WORK ORDER A:
From the MiDCA1 article below, list every species named by its scientific name.
WORK ORDER B:
Extract the passage of the MiDCA1 article below from "Ion channel toxin" to "Micrurus dumerili carinicauda.".
EXCERPT PROVIDED Start Marker
= MiDCA1 =

Ion channel toxin

MiDCA1, short for Micrurus dumerili carinicauda 1, is a β-neurotoxin primarily affecting presynaptic synapses, where it interferes with the release of neurotransmitters by inhibiting potassium (K^{+}) channels. This toxin belongs to the phospholipase A2 (PLA2) family but distinguishes itself by existing as a monomer, unlike some other PLA2 toxins. It occurs naturally in the venom of the coral snake Micrurus dumerili carinicauda.

== Sources ==
MiDCA1, characterized as a β-neurotoxin, is naturally occurring within the venom of the Micrurus dumerili carinicauda coral snake. MdumPLA_{2}, a related toxin, has also been detected in this snake's venom.

== Chemistry ==
MiDCA1 is a member of the PLA2 family. When comparing the sequence of MiDCA1 to that of the PLA2 family, the most significant similarities were identified with MICNI A (77.7%), MICNI B (73.3%), both derived from Micrurus nigrocinctus, and NAJMO (71.5%), obtained from Naja mossambica. The homology of the Ca^{2+} binding loop and the catalytic site was most conserved between these three toxins, with a 95% shared identity.
EXCERPT PROVIDED End Marker
DATASET ENTRIES Start Marker
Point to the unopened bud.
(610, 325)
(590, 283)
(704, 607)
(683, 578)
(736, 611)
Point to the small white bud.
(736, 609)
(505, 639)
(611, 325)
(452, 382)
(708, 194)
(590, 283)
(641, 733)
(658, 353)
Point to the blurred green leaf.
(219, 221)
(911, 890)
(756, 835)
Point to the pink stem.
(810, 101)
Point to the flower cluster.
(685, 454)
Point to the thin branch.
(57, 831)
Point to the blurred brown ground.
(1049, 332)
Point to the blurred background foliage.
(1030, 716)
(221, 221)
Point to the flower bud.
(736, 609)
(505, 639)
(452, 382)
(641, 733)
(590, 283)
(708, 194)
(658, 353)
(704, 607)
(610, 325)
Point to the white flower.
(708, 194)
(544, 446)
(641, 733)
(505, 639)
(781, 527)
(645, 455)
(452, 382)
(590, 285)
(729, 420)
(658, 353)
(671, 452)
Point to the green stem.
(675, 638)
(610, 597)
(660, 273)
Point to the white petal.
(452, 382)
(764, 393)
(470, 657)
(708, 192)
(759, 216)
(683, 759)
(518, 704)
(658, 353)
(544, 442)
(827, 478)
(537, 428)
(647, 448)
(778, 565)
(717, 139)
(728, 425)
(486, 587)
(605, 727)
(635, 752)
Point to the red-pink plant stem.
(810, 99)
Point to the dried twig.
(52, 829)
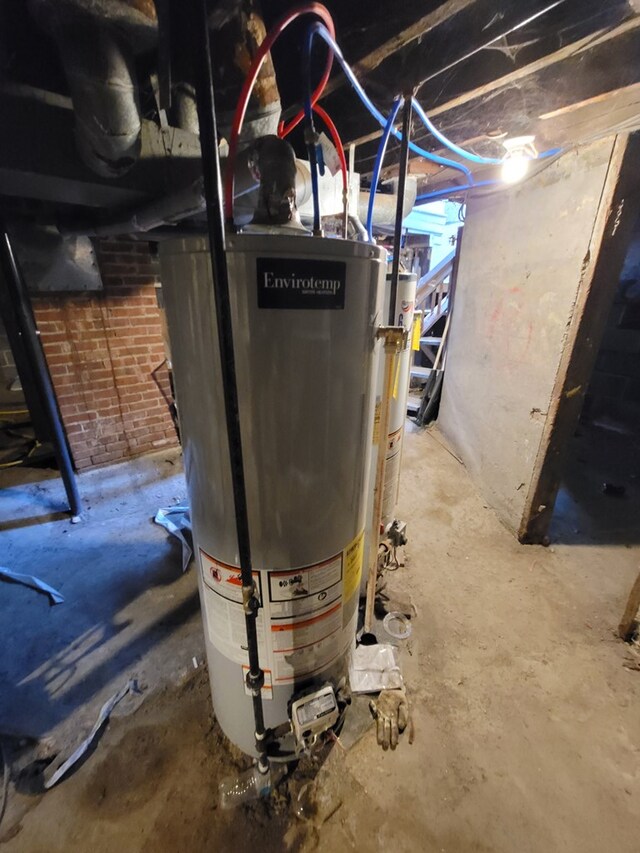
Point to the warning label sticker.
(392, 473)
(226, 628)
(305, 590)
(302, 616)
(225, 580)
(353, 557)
DATASET ENTRIES End Marker
DATASET ENTRIES Start Marker
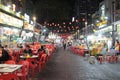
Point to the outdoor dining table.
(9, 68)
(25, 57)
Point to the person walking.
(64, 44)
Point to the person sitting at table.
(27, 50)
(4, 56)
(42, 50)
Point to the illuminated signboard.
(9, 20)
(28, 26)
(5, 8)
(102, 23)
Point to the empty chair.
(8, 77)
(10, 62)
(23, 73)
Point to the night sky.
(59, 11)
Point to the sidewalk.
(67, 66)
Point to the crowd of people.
DATASET ENTRIES End Marker
FINAL ANSWER A:
Micrurus dumerili carinicauda
Micrurus nigrocinctus
Naja mossambica

FINAL ANSWER B:
Ion channel toxin

MiDCA1, short for Micrurus dumerili carinicauda 1, is a β-neurotoxin primarily affecting presynaptic synapses, where it interferes with the release of neurotransmitters by inhibiting potassium (K^{+}) channels. This toxin belongs to the phospholipase A2 (PLA2) family but distinguishes itself by existing as a monomer, unlike some other PLA2 toxins. It occurs naturally in the venom of the coral snake Micrurus dumerili carinicauda.